• DATA EXCERPTS:
## start

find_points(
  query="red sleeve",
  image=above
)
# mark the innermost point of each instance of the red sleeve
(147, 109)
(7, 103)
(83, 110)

## end

• WHAT THE EXERCISE ASKS:
Write out the listing again, replacing "sleeve" with "cuff" everywhere it occurs and keeping everything else the same.

• WORKED ANSWER:
find_points(
  query="red cuff",
  image=above
)
# mark the innermost point of each instance of the red cuff
(147, 109)
(7, 103)
(83, 110)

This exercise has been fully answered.